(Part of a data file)
= = = = = = =

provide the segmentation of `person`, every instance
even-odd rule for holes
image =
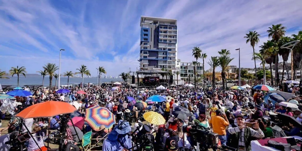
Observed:
[[[33,137],[31,137],[28,140],[28,147],[27,149],[28,151],[40,151],[39,147],[41,148],[42,151],[47,150],[47,148],[44,145],[44,141],[41,137],[45,136],[45,134],[41,130],[41,128],[39,126],[35,126],[33,130],[32,134]],[[37,145],[35,142],[35,140],[37,142],[39,145]]]
[[[118,124],[104,140],[103,151],[128,151],[132,148],[131,137],[129,132],[131,127],[126,120],[120,120]]]
[[[198,119],[200,121],[199,124],[199,125],[207,129],[210,128],[210,125],[209,124],[209,123],[207,121],[205,115],[203,114],[200,115],[198,117]]]
[[[287,107],[285,109],[286,110],[286,112],[285,112],[285,114],[291,116],[293,116],[293,113],[291,113],[291,108],[289,107]]]
[[[242,115],[239,114],[236,116],[234,124],[229,125],[228,128],[230,135],[227,146],[241,150],[250,151],[251,150],[251,141],[252,137],[264,137],[264,134],[259,128],[258,123],[253,123],[255,130],[246,126],[246,123]]]
[[[225,145],[226,143],[226,127],[230,125],[229,120],[226,114],[223,114],[220,110],[217,110],[214,113],[216,115],[211,117],[209,124],[213,128],[214,132],[218,134],[218,138],[221,144]]]
[[[167,138],[165,145],[165,151],[178,150],[179,138],[173,130],[168,130],[169,137]]]
[[[167,137],[164,135],[164,128],[162,127],[159,128],[155,136],[155,143],[154,143],[155,150],[163,151],[165,149],[165,144]]]
[[[59,130],[60,124],[59,123],[60,122],[59,121],[60,119],[59,117],[57,115],[51,120],[50,120],[50,129],[52,130]]]

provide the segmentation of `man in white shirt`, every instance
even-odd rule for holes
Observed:
[[[175,101],[174,101],[174,103],[173,103],[172,104],[172,106],[173,107],[173,111],[175,111],[175,108],[176,107],[178,106],[178,100],[175,100]]]

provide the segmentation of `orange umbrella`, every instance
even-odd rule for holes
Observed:
[[[71,113],[76,110],[67,103],[60,101],[47,101],[28,107],[17,114],[22,118],[53,117],[58,115]]]

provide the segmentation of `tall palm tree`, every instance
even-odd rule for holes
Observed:
[[[176,80],[177,80],[177,85],[178,85],[178,76],[180,74],[180,72],[179,72],[179,71],[177,70],[174,71],[173,73],[174,73],[174,74],[176,75]]]
[[[19,87],[19,76],[20,74],[23,75],[24,77],[26,77],[25,74],[27,73],[26,68],[24,66],[22,66],[20,68],[18,66],[17,66],[17,68],[12,67],[11,69],[9,70],[9,73],[11,75],[11,76],[14,76],[14,75],[17,75],[17,86]]]
[[[301,65],[301,60],[302,60],[302,42],[301,42],[302,41],[302,31],[299,31],[298,32],[297,35],[293,34],[292,35],[292,36],[293,37],[293,40],[299,40],[300,41],[300,43],[293,49],[293,62],[294,73],[297,68],[300,67]],[[294,74],[294,75],[295,75],[295,74]]]
[[[8,74],[6,73],[5,71],[1,71],[0,70],[0,79],[9,79],[9,78],[6,76],[8,75]]]
[[[202,69],[203,69],[203,70],[202,71],[202,73],[203,73],[202,74],[204,75],[204,80],[203,80],[203,82],[204,82],[204,88],[205,88],[204,87],[205,87],[205,84],[206,84],[205,83],[205,81],[204,81],[204,79],[205,79],[204,78],[204,77],[205,77],[205,76],[204,76],[204,75],[205,75],[205,74],[204,74],[204,59],[206,58],[207,57],[207,54],[206,53],[203,53],[202,54],[201,54],[201,57],[202,58]]]
[[[284,36],[285,34],[286,31],[284,30],[286,28],[286,27],[282,26],[282,24],[281,24],[272,25],[271,27],[269,27],[269,29],[267,31],[268,33],[268,38],[271,38],[274,42],[276,43],[278,45],[279,42],[279,40],[281,37]],[[276,55],[275,60],[275,71],[276,71],[275,76],[276,79],[276,85],[278,84],[279,81],[279,74],[278,72],[278,54],[277,54]]]
[[[43,76],[43,79],[42,79],[42,85],[44,85],[44,77],[45,77],[45,76],[48,74],[48,73],[47,73],[46,72],[46,70],[44,69],[43,70],[40,70],[39,71],[37,71],[37,72],[39,72],[41,74],[41,76]]]
[[[211,56],[211,60],[209,62],[207,62],[208,64],[211,67],[213,70],[213,72],[212,74],[212,86],[213,89],[215,88],[215,69],[219,66],[219,60],[218,57],[215,56]]]
[[[63,76],[67,76],[67,88],[68,88],[68,85],[69,84],[69,77],[73,77],[73,73],[71,71],[66,71],[66,72],[63,73]]]
[[[246,43],[247,43],[249,42],[250,44],[252,47],[253,48],[253,54],[255,53],[255,45],[257,44],[259,42],[259,37],[260,35],[258,34],[256,31],[249,31],[248,34],[246,34],[246,36],[244,37],[247,39]],[[257,80],[257,69],[256,67],[256,60],[254,60],[254,63],[255,63],[255,77],[256,78],[255,80]]]
[[[79,68],[77,69],[76,70],[78,71],[79,72],[75,72],[75,74],[81,74],[82,76],[82,89],[83,89],[84,85],[84,75],[91,76],[90,72],[89,70],[87,69],[87,66],[84,65],[81,65]]]
[[[219,53],[219,52],[218,52]],[[230,65],[234,58],[231,58],[230,57],[229,54],[227,53],[220,53],[220,56],[218,58],[219,66],[221,68],[221,78],[222,78],[222,89],[223,91],[226,90],[226,87],[225,84],[226,84],[226,72],[227,67]]]
[[[53,76],[56,71],[59,69],[59,67],[57,66],[55,63],[49,63],[44,65],[43,68],[49,75],[49,93],[50,93],[51,91],[50,90],[53,83]]]
[[[98,85],[99,85],[99,83],[101,83],[100,81],[100,78],[101,78],[101,76],[102,76],[102,73],[104,73],[104,74],[106,74],[107,72],[106,72],[106,71],[105,70],[105,68],[102,66],[99,66],[98,67],[98,82],[99,83],[98,84]]]
[[[55,73],[53,74],[53,77],[56,79],[56,82],[55,83],[55,89],[56,88],[56,80],[59,78],[59,75]],[[60,88],[59,88],[58,89],[60,89]]]
[[[262,64],[263,67],[263,83],[264,85],[266,84],[266,74],[265,70],[265,57],[266,57],[264,55],[262,55],[260,53],[257,53],[254,54],[253,57],[252,58],[252,60],[256,59],[257,60],[260,61],[261,62],[261,64]]]
[[[194,57],[196,59],[196,62],[198,62],[197,60],[198,59],[198,58],[201,57],[201,52],[202,52],[202,51],[201,50],[201,49],[200,49],[199,47],[194,47],[194,48],[193,48],[193,49],[192,49],[192,56],[194,56]],[[197,67],[197,66],[194,66],[194,71],[196,71]],[[194,86],[195,88],[196,88],[196,74],[195,73],[194,75],[194,84],[195,84]]]

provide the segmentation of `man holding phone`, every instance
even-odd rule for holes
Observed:
[[[253,127],[255,130],[251,128]],[[234,124],[229,126],[227,130],[230,134],[227,146],[243,150],[251,150],[251,141],[252,137],[264,137],[264,134],[259,128],[258,122],[246,123],[243,116],[241,114],[236,117]]]

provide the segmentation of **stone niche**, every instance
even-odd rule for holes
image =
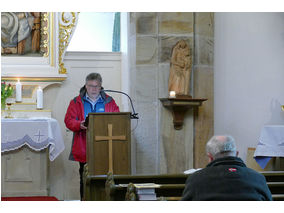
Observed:
[[[131,13],[131,95],[139,112],[133,133],[137,173],[182,173],[206,165],[205,143],[213,134],[213,13]],[[190,95],[208,99],[185,114],[175,130],[172,112],[160,98],[168,97],[173,46],[184,39],[193,65]],[[134,86],[135,85],[135,86]]]

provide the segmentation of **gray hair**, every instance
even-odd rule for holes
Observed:
[[[206,152],[214,159],[225,156],[236,156],[235,139],[229,135],[213,136],[206,144]]]
[[[102,76],[100,75],[100,73],[90,73],[89,75],[87,75],[86,77],[86,83],[87,81],[93,81],[96,80],[98,82],[100,82],[100,84],[102,84],[103,80],[102,80]]]

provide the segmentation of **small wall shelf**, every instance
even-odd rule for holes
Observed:
[[[185,113],[188,109],[199,107],[207,99],[191,97],[160,98],[163,106],[170,109],[173,114],[173,123],[176,130],[182,129]]]

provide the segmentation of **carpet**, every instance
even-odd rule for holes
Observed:
[[[58,199],[50,196],[1,197],[1,201],[58,201]]]

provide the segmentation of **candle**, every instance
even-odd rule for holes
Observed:
[[[16,102],[22,102],[22,84],[20,79],[16,83]]]
[[[175,98],[175,97],[176,97],[176,92],[170,91],[170,98]]]
[[[43,108],[43,92],[40,87],[38,87],[36,91],[36,108],[37,109]]]

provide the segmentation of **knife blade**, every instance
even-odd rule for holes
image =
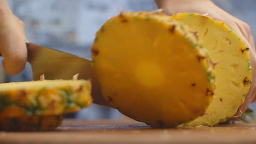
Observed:
[[[33,43],[27,43],[26,46],[27,61],[32,67],[34,80],[43,74],[47,80],[70,80],[79,74],[78,79],[90,79],[92,82],[93,103],[110,107],[101,95],[91,60]]]

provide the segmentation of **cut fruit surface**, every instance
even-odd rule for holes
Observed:
[[[172,18],[199,33],[214,68],[214,96],[206,115],[186,124],[212,126],[232,117],[244,102],[252,81],[249,48],[223,22],[197,14],[177,14]]]
[[[156,12],[121,13],[97,33],[94,69],[106,100],[135,120],[175,127],[204,114],[214,78],[185,26]]]
[[[0,83],[0,118],[75,112],[90,106],[91,89],[83,80]]]

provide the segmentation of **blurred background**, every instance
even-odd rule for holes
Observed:
[[[8,0],[13,13],[26,26],[28,40],[77,56],[91,58],[90,48],[96,32],[120,7],[128,10],[154,10],[153,0]],[[215,0],[217,5],[247,22],[256,38],[256,1]],[[27,66],[21,74],[10,76],[0,65],[0,82],[32,80]],[[256,110],[256,104],[251,107]],[[96,105],[67,117],[80,118],[121,118],[117,110]]]

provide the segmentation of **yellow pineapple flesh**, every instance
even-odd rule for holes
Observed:
[[[106,100],[155,127],[176,127],[205,113],[214,78],[194,33],[158,12],[128,12],[97,33],[93,67]]]
[[[216,63],[214,96],[206,114],[185,124],[212,126],[239,110],[250,88],[252,70],[249,48],[223,22],[198,14],[177,14],[172,18],[199,33],[199,39]]]
[[[0,83],[0,130],[50,130],[63,115],[92,103],[91,82],[83,80]]]
[[[46,131],[61,125],[63,115],[0,118],[1,131]]]

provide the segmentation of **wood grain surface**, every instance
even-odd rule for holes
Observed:
[[[53,131],[0,132],[0,143],[256,143],[256,122],[152,128],[130,119],[65,119]]]

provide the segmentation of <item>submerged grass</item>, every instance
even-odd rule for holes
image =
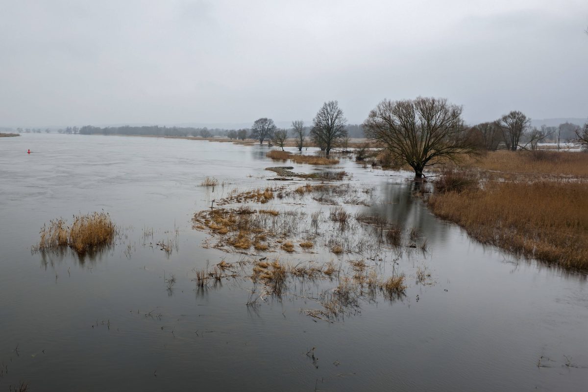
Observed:
[[[467,167],[527,174],[588,176],[588,154],[565,151],[494,151],[467,159]]]
[[[309,165],[336,165],[339,163],[339,159],[336,158],[329,158],[318,155],[292,154],[288,151],[279,151],[278,150],[272,150],[266,154],[266,156],[272,159],[282,160],[289,159],[296,163],[308,163]]]
[[[94,212],[74,217],[71,227],[63,219],[49,222],[41,229],[37,250],[55,249],[67,245],[78,254],[111,245],[116,229],[110,216],[104,212]]]

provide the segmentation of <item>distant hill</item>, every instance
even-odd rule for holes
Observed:
[[[588,118],[546,118],[542,120],[532,119],[531,125],[537,128],[541,126],[542,125],[545,125],[546,126],[557,126],[560,124],[563,124],[564,122],[569,122],[572,124],[576,124],[576,125],[582,126],[588,122]]]

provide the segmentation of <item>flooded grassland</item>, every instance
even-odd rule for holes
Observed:
[[[8,139],[0,390],[588,381],[586,275],[470,239],[415,197],[410,173],[345,158],[285,168],[228,143]],[[92,216],[114,225],[109,240],[81,237]]]

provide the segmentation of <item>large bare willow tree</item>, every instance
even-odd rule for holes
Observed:
[[[253,126],[251,127],[251,137],[259,140],[259,144],[263,144],[265,139],[272,139],[275,130],[273,120],[263,117],[255,120]]]
[[[445,98],[385,99],[370,112],[363,127],[368,138],[408,164],[416,178],[428,166],[456,161],[475,151],[465,137],[462,107]]]
[[[325,102],[312,119],[310,136],[328,155],[333,146],[347,136],[347,119],[336,100]]]

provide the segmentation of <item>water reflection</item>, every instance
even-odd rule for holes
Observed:
[[[38,254],[41,256],[41,263],[45,269],[47,266],[55,267],[68,260],[73,260],[75,264],[83,267],[94,266],[108,257],[114,254],[115,246],[105,245],[99,249],[91,249],[83,253],[75,252],[68,246],[60,246],[52,249],[41,249],[32,252],[33,254]]]

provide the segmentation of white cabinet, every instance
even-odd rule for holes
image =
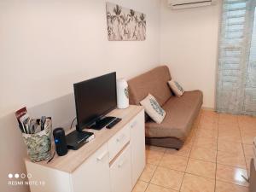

= = = = = = =

Locate every line in the data above that contains the string "surface" and copy each of those lines.

* [Correct response]:
provide the segmentation of **cut fruit surface**, every instance
provide the segmentation of **wood grain surface**, every instance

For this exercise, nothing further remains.